(Beginning of EXERCISE MATERIAL)

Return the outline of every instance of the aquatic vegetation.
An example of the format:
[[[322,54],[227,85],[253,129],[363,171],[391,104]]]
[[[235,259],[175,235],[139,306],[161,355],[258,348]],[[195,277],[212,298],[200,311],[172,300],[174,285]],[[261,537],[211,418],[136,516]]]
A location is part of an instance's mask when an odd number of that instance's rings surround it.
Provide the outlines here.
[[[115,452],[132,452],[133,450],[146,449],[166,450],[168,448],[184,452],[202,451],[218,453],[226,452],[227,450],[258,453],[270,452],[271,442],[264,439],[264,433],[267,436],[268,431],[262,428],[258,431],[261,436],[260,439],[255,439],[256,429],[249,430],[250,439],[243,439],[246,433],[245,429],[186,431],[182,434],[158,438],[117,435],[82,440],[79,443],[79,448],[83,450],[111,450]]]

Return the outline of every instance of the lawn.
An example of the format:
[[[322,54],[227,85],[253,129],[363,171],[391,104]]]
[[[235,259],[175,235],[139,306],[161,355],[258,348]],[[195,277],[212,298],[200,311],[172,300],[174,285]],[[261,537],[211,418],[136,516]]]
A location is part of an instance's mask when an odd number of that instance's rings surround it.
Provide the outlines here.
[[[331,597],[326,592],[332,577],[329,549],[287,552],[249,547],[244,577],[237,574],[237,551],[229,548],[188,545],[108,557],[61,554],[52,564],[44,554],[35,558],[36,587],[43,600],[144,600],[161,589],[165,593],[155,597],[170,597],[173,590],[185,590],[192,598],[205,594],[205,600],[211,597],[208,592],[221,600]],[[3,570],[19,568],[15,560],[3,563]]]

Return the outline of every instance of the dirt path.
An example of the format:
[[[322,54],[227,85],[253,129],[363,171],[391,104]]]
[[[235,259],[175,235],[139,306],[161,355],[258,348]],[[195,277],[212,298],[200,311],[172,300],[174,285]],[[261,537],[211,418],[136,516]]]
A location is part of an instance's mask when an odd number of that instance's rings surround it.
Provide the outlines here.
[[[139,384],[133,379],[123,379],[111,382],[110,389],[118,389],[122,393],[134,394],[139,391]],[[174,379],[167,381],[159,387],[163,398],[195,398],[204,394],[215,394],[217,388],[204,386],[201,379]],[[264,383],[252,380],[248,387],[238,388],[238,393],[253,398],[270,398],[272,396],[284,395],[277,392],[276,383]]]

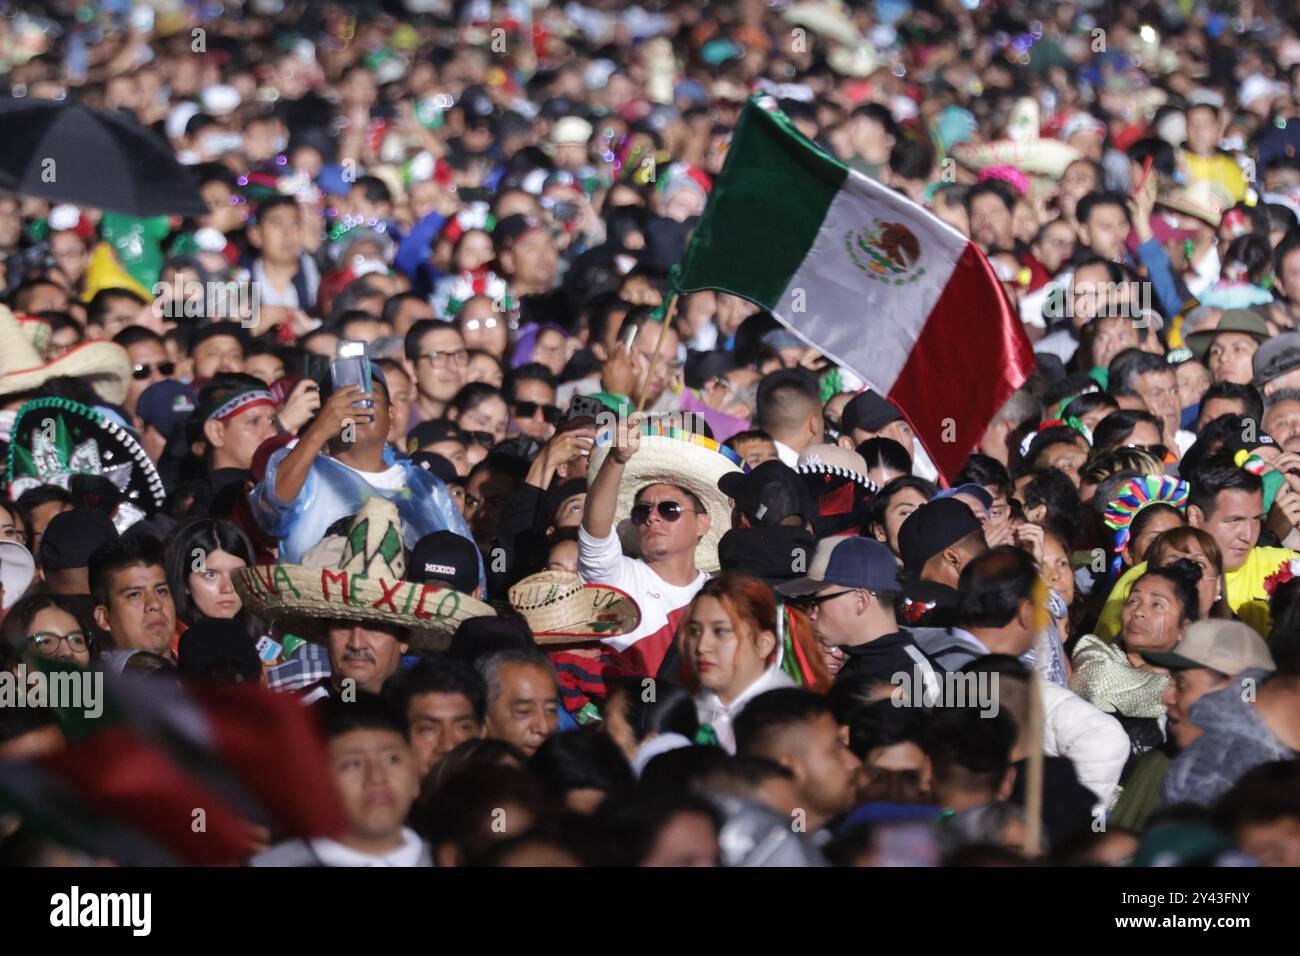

(End of EXERCISE MATERIAL)

TASK ITEM: The images are to be left out; every line above should be set down exactly.

RESPONSE:
Return the outline of every instance of the aquatic vegetation.
An example of the format:
[[[322,54],[227,85],[253,129],[363,171],[391,104]]]
[[[235,259],[175,235],[139,306],[161,355],[258,348]],[[195,277],[212,298],[200,311],[172,300],[174,285]],[[261,537],[211,418],[136,516]]]
A location is part of an instance's mask when an odd number of that instance's rings surround it.
Provide the outlines here.
[[[115,452],[132,452],[133,450],[146,449],[166,450],[168,448],[184,452],[202,451],[218,453],[226,452],[227,450],[258,453],[270,452],[271,442],[264,439],[264,433],[267,436],[268,431],[262,428],[258,431],[261,436],[260,439],[255,439],[256,429],[249,430],[250,439],[243,439],[246,433],[245,429],[186,431],[182,434],[158,438],[117,435],[82,440],[79,443],[79,448],[83,450],[111,450]]]

Return the outline of every instance of the lawn.
An example of the format:
[[[322,54],[227,85],[253,129],[363,171],[391,104]]]
[[[235,259],[175,235],[139,306],[161,355],[258,348]],[[195,277],[212,298],[200,311],[172,300],[174,285]],[[261,537],[211,418],[136,516]]]
A location is part of an instance's mask when an odd number of that instance's rings surround it.
Provide the outlines here.
[[[331,597],[326,592],[332,577],[329,549],[287,552],[249,547],[244,577],[237,574],[237,551],[229,548],[188,545],[108,557],[61,554],[52,564],[44,554],[35,558],[36,587],[43,600],[144,600],[161,589],[165,593],[155,597],[170,597],[173,590],[185,590],[192,598],[205,594],[205,600],[211,597],[208,592],[221,600]],[[3,570],[19,568],[15,560],[3,563]]]

Return the outline of every instance of the dirt path.
An example of the format:
[[[322,54],[227,85],[253,129],[363,171],[391,104]]]
[[[235,259],[175,235],[139,306],[161,355],[258,348]],[[195,277],[212,298],[200,311],[172,300],[174,285]],[[261,537],[211,418],[136,516]]]
A location is part of an instance's mask when an odd number of that instance's rings surround it.
Provide the outlines here.
[[[139,384],[133,379],[123,379],[111,382],[110,389],[118,389],[122,393],[134,394],[139,391]],[[174,379],[167,381],[159,387],[163,398],[195,398],[204,394],[215,394],[217,388],[204,386],[201,379]],[[264,383],[252,380],[248,387],[238,388],[238,393],[253,398],[270,398],[272,396],[284,395],[277,392],[276,383]]]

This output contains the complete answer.